Excerpted passage →
In addition, the Net Unrealized Profit/Loss (NUPL) ratio for Ethereum briefly touched zero, indicating that unrealized profits have been wiped out across the market. This type of capitulation event typically sets the stage for a neutral or bullish reset, as sellers exhaust themselves and new buyers begin to accumulate.
That said, Fidelity also warns that historical precedents (such as during the 2022 bear market) suggest ETH could still decline further below its realized price before staging a sustainable recovery.
⸻
ETH/BTC Weakens, But Layer-2 Ecosystem Signals Explosive Growth
One of the more concerning trends in the report is Ethereum’s declining relative strength to Bitcoin. The ETH/BTC market cap ratio has dropped to 0.13, the lowest level since mid-2020. While this indicates Ethereum has underperformed BTC significantly over the past 30 months, contrarian investors may view this as a buy signal, especially when paired with growing network usage.
While the price remains under pressure, Ethereum’s network fundamentals are accelerating—particularly in its Layer-2 ecosystem. According to data from growthepie.xyz, the total number of active addresses on Ethereum Layer-2 networks reached a record 13.6 million, surpassing all previous highs. Weekly growth in L2 addresses has surged 74%, showcasing rising adoption.

Extracted data entries
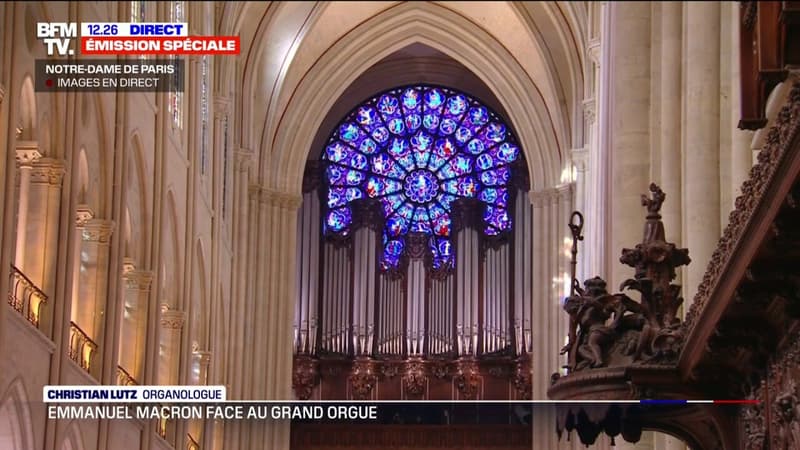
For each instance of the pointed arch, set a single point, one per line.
(385, 33)
(73, 439)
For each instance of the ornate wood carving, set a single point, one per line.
(363, 378)
(305, 376)
(414, 378)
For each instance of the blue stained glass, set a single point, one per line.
(431, 121)
(435, 161)
(495, 132)
(387, 149)
(463, 134)
(395, 247)
(398, 147)
(354, 177)
(475, 146)
(467, 187)
(448, 126)
(411, 99)
(335, 175)
(413, 121)
(446, 200)
(396, 226)
(336, 197)
(337, 152)
(497, 217)
(392, 203)
(358, 161)
(367, 116)
(434, 98)
(478, 115)
(485, 161)
(421, 141)
(496, 176)
(407, 211)
(507, 152)
(498, 197)
(441, 226)
(353, 194)
(388, 105)
(407, 162)
(380, 134)
(396, 126)
(421, 186)
(445, 148)
(457, 105)
(349, 132)
(368, 146)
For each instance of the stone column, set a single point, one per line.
(172, 322)
(275, 274)
(240, 304)
(629, 126)
(132, 343)
(701, 227)
(27, 155)
(741, 140)
(670, 134)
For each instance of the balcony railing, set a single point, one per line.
(24, 296)
(81, 347)
(124, 378)
(191, 443)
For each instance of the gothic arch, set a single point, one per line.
(170, 270)
(16, 429)
(73, 439)
(136, 201)
(382, 35)
(199, 308)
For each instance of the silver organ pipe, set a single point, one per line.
(305, 313)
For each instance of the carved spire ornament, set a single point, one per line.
(614, 340)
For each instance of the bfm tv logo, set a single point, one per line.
(57, 36)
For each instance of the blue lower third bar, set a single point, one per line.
(662, 402)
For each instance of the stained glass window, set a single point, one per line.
(416, 150)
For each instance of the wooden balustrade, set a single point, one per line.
(24, 296)
(81, 347)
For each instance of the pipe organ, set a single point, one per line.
(349, 311)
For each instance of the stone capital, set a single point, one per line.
(83, 214)
(172, 319)
(27, 152)
(204, 357)
(280, 199)
(47, 171)
(97, 230)
(244, 157)
(221, 105)
(590, 110)
(580, 158)
(139, 280)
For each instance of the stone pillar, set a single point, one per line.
(172, 322)
(27, 155)
(741, 140)
(701, 225)
(670, 133)
(240, 304)
(272, 345)
(629, 126)
(132, 343)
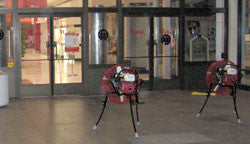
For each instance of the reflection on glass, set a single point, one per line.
(150, 3)
(35, 54)
(204, 38)
(102, 3)
(103, 46)
(166, 52)
(5, 3)
(6, 43)
(68, 52)
(204, 3)
(49, 3)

The task → Continue the Ethereum market analysis from where it stops, picking up after the sentence about weekly growth in Layer-2 addresses.

Exercise output →
Layer-2 Network Breakdown:
• Unichain leads with 5.82 million weekly active addresses, overtaking Base and Arbitrum.
• Ethereum’s Layer-2 dominance in active addresses rose 58.74% over the past week alone.
• This reflects increasing demand for scalable, low-cost transactions in the Ethereum ecosystem—especially in gaming, DeFi, and social dApps.
The rapid expansion of L2 solutions suggests Ethereum is evolving beyond its role as a settlement layer. It is increasingly becoming the foundational infrastructure for Web3, capable of supporting high-volume applications without sacrificing decentralization or security.
⸻
Early Technical Signs Point to a Recovery
In addition to the encouraging on-chain data, some technical indicators are flashing early signs of a potential rebound. Pseudonymous trader CRG pointed out that Ethereum has reclaimed a position above the 12-hour Ichimoku Cloud—a move often considered a bullish trend reversal signal.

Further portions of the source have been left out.